*Set problem:* Copy these lines, replacing "red leg" with "red foot" and leaving the rest unchanged.

*Data rows:*

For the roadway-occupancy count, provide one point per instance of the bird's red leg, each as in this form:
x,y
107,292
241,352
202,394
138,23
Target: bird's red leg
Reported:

*Answer for the task:*
For the roadway-occupancy count, provide one point per instance of the bird's red foot, each as in this form:
x,y
107,292
241,352
202,394
138,23
Target: bird's red foot
Reported:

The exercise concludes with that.